Friday, November 5, 2010

The Disinvited




You got rid of your dog,


The one your good guy husband adored...


Because it might have germs on its ass


When it sits on the carpet


Where the kids play.




My dog sleeps with me,


Licks my face,


Eats my plate...


So gross!




Oh, by the way,


Your kids cannot catch my queerness...


Pinkie promise, Princess.


__________




picture: Alexz Johnson. If there were any justice in the world at all, I would look exactly like her. ;-)

18 comments:

Eric Alder said...

Too bad people can't be as accepting as dogs.

Brian Miller said...

why look like her when you can look like you...smiles. you are who you are...and that is just the way we like you...smiles.

willow said...

I know some anal people just like this. Bleh. :P

Lynn said...

**What is expected**
Pick up the blog page with the poem "The Disinvited" after its last line and carry it forward.

**Data**
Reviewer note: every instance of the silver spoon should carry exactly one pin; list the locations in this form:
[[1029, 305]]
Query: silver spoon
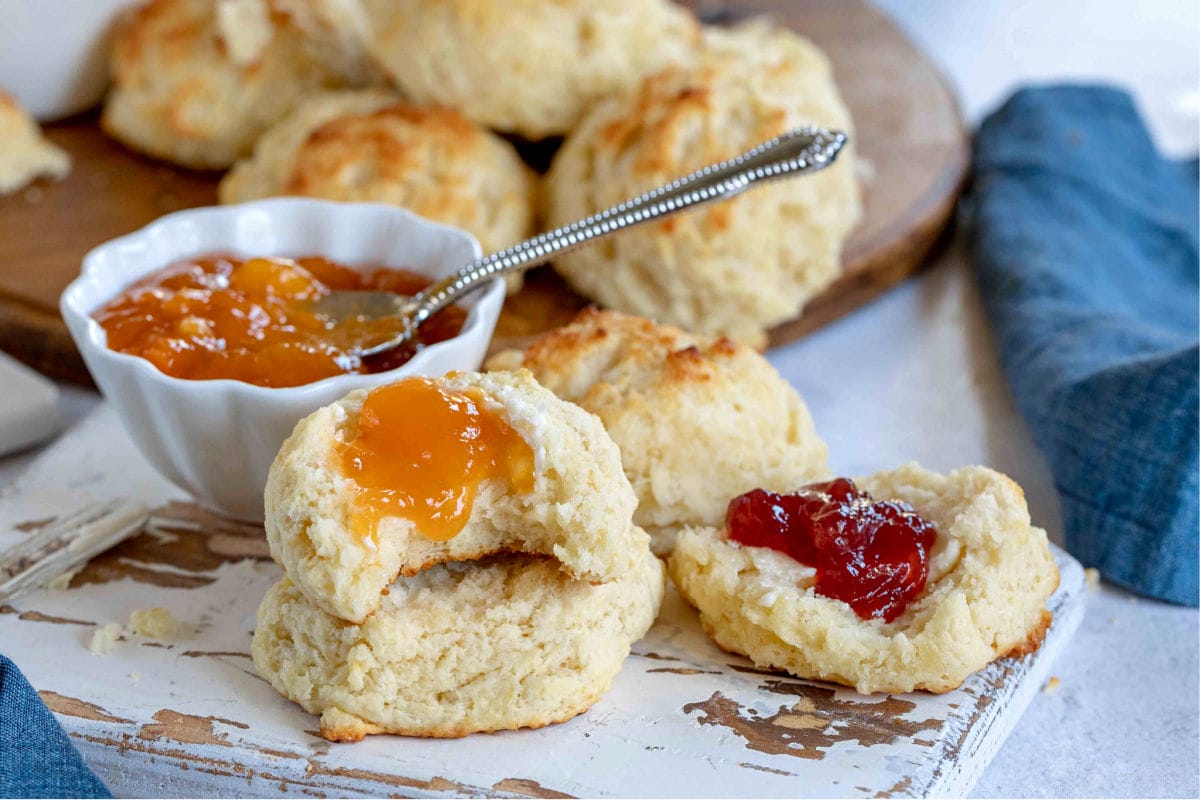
[[798, 151]]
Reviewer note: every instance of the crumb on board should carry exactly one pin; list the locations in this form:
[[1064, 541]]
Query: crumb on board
[[148, 623], [64, 579], [105, 638], [154, 624]]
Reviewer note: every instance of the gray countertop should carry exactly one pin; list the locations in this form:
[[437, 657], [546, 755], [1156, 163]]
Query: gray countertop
[[915, 377]]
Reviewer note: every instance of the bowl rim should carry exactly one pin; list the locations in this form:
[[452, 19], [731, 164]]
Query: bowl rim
[[95, 338]]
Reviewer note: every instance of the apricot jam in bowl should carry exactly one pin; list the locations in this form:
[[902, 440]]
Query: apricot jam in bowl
[[197, 329]]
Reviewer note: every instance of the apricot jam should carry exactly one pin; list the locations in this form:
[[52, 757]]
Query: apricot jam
[[219, 317], [871, 555], [421, 451]]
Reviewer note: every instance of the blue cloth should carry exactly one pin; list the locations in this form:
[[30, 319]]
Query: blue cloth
[[1085, 250], [36, 757]]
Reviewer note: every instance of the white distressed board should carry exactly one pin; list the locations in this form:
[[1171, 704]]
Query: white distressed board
[[191, 719]]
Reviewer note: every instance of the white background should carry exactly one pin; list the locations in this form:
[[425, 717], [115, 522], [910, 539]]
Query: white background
[[916, 377]]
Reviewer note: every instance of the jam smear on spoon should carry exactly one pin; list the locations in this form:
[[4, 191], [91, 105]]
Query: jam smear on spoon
[[873, 555]]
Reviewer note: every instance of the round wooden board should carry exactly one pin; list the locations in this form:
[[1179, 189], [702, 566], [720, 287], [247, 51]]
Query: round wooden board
[[911, 139]]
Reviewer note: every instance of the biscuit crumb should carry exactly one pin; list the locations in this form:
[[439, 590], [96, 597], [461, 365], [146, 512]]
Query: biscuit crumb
[[64, 581], [154, 624], [105, 639]]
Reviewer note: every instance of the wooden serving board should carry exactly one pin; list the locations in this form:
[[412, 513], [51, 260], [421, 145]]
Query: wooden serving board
[[913, 150], [190, 717]]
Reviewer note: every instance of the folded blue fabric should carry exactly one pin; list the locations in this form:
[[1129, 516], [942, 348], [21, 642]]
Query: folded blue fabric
[[1085, 250], [36, 757]]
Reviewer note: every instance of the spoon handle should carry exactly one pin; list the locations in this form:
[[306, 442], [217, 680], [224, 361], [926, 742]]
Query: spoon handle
[[797, 151]]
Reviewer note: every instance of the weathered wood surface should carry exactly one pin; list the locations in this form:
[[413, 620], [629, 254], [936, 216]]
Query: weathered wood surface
[[189, 717], [911, 138]]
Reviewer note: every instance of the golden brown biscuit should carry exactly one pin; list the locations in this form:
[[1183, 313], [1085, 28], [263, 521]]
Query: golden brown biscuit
[[525, 66], [354, 146], [195, 82], [737, 268], [697, 420], [24, 154], [990, 575], [510, 642], [269, 169], [580, 511]]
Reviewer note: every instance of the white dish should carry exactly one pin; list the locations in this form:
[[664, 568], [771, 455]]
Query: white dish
[[217, 438], [54, 53]]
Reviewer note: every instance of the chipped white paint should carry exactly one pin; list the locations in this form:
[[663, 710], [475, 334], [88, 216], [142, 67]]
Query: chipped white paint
[[683, 717]]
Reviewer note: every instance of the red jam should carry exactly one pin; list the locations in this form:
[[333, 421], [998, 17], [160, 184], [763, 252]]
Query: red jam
[[871, 555]]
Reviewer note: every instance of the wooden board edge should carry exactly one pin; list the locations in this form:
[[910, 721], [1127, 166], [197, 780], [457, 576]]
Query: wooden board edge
[[1012, 684], [40, 340]]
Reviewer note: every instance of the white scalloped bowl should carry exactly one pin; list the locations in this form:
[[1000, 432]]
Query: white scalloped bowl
[[217, 438]]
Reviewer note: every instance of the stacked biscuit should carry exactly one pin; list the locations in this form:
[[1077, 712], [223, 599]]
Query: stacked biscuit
[[520, 620], [402, 101], [700, 421], [526, 615]]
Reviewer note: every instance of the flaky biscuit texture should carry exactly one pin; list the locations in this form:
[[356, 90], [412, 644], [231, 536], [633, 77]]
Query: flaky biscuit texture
[[529, 67], [355, 145], [990, 576], [268, 170], [25, 155], [737, 268], [697, 420], [509, 642], [196, 82], [580, 511]]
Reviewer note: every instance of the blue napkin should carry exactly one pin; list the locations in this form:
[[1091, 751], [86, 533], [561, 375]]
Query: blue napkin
[[1085, 248], [36, 757]]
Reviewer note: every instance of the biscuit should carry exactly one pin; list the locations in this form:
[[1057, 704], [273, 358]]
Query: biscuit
[[526, 66], [737, 268], [354, 146], [697, 420], [25, 155], [580, 511], [196, 82], [510, 642], [990, 575], [269, 169]]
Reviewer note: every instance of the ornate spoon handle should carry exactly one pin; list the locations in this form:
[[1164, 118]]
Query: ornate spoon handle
[[798, 151]]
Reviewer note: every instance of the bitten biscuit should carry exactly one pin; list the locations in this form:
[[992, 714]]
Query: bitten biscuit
[[580, 511], [24, 154], [196, 82], [990, 575], [697, 420], [354, 146], [737, 268], [510, 642], [526, 66]]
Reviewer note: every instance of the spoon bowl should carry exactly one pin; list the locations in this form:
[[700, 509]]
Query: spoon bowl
[[798, 151]]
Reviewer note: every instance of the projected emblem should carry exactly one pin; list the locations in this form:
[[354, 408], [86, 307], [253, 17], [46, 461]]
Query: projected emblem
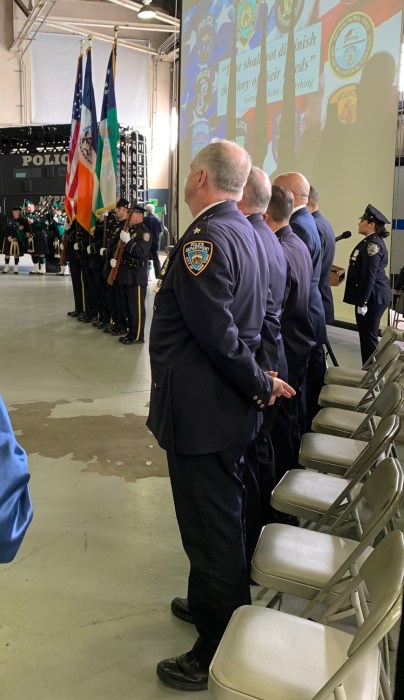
[[345, 98], [205, 39], [351, 44], [287, 11], [246, 17], [203, 92], [197, 256], [200, 136]]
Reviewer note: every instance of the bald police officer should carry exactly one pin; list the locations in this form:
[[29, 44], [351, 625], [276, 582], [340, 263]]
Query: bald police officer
[[367, 285], [208, 394]]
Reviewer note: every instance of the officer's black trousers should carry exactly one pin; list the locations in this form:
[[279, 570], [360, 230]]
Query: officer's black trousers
[[259, 478], [101, 295], [75, 276], [314, 383], [134, 297], [208, 495], [368, 327]]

**Output of the task**
Love me, love my dog. Right?

G-Man said...

Shay...
Dog Lovers do the strangest things.
You are no different.
But it does make for interesting stories.
Excellent 55 My Dear.
Thanks for playing, thanks for visiting, thanks for your encouraging words on my post, and have a Kick Ass Week-End....G

Daryl said...

In some instances I wish gay-ness was catching, I know some people who could use a little

TALON said...

Bosco is one lucky dog :)

Sherry Blue Sky said...

That woman has NO IDEA what kind of germs her precious kids are going to get into - germs being the least of her worries. I love the bite in this poem - it needs to connect with an ass:)Good poem first thing on a Friday morning. Wowzers.

La Belette Rouge said...

Dear Tiger-friend,
I happily kiss my dog on the lips. There are family members who I would never-never-never allow the same intimacy.
p.s. People can be soooo dumb. However, it is a comfort that there can be people sooooo smart like you. Smart is so much better than dumb. I wish smart was catching.
xoxo
Weasel-friend

Titanium said...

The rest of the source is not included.